Entries from a pointing dataset
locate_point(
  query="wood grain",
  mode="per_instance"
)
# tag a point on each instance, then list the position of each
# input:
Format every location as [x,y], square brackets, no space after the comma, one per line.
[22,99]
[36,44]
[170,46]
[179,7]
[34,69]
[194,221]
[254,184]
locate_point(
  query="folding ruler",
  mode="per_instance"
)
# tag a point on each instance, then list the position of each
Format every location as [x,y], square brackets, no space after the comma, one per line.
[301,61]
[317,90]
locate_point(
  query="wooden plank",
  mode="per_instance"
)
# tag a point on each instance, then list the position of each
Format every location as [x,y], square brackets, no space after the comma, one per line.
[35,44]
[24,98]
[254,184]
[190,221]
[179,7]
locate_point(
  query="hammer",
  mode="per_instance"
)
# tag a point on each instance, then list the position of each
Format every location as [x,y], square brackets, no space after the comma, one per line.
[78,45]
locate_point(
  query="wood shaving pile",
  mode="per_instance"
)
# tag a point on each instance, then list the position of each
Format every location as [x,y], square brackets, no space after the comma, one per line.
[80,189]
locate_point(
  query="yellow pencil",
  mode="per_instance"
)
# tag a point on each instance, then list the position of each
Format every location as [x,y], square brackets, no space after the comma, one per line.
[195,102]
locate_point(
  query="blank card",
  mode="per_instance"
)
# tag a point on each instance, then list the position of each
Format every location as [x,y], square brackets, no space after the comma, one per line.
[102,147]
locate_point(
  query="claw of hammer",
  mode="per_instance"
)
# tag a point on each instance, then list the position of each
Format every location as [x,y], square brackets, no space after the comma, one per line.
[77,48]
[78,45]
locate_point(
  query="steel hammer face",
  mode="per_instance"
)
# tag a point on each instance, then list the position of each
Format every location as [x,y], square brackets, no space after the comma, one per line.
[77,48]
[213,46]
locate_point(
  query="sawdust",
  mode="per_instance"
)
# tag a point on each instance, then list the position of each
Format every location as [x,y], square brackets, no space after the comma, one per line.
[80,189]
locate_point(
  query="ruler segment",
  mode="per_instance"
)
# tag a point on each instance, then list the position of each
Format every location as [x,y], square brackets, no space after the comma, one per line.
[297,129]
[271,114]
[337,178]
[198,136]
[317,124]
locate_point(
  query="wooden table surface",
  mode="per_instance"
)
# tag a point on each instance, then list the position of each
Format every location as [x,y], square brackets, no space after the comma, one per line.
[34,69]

• _WHAT YOU HAVE TO DO_:
Each line of the material above needs to be quoted exactly, please.

• _OUTPUT FOR THIS EXERCISE_:
locate_point(
  query="wood grain",
  mode="per_instance"
)
# tag a point on each instance, then list the position of each
# input:
Format every location as [x,y], square brackets, no space after the comma, one per line.
[22,99]
[36,44]
[170,46]
[179,7]
[34,69]
[194,221]
[254,184]
locate_point(
  query="folding ruler",
  mode="per_instance"
)
# tag a point on each instance, then list the position of each
Format every location as [x,y], square brackets, no space after the comma, one per line.
[301,61]
[317,90]
locate_point(
  query="wooden plank",
  mode="per_instance"
)
# tag a point on each instance, then list the position of each
Format every location as [x,y], square brackets, no space after the comma, one per line.
[35,44]
[24,98]
[254,184]
[190,221]
[179,7]
locate_point(
  query="hammer",
  mode="per_instance"
)
# tag a point on each instance, then list the position of each
Format every location as [x,y], square brackets, no space after the comma, one per line.
[78,45]
locate_point(
  query="wood shaving pile",
  mode="per_instance"
)
# tag a point on each instance, then list the position of each
Format every location as [x,y], square brackets, no space after the comma, one per line.
[80,189]
locate_point(
  query="yellow pencil",
  mode="per_instance"
)
# tag a point on each instance, then list the position of each
Format every location as [x,y], square brackets, no space after the comma, one per line.
[195,102]
locate_point(
  query="blank card",
  mode="per_instance"
)
# tag a point on each instance, then list the position of each
Format every location as [x,y], square brackets, no space after the comma, one per line.
[102,147]
locate_point(
  query="claw of hammer",
  mode="per_instance"
)
# tag a point on each instance, then list the position of each
Format every location as [x,y], square brackets, no space after the comma, one per line.
[77,48]
[78,45]
locate_point(
  query="steel hammer face",
  mode="per_instance"
)
# tag a point on each instance, then list the position of each
Format every location as [x,y], square brackets, no space after the comma, one per line.
[77,48]
[213,46]
locate_point(
  query="sawdust",
  mode="per_instance"
)
# tag a point on each instance, then list the position of each
Format every location as [x,y], square brackets, no space after the comma, one per line.
[80,189]
locate_point(
  query="ruler segment",
  mode="per_instance"
)
# tag a point on each instance, then list the position of each
Format every location as [x,y], square brackets, no space after the comma, one per line.
[297,129]
[271,114]
[337,178]
[198,136]
[317,124]
locate_point(
  query="wooden table surface",
  mode="per_instance"
)
# tag a point on each instance, then list the position of each
Format every location as [x,y], square brackets, no space after the comma, one per line.
[34,69]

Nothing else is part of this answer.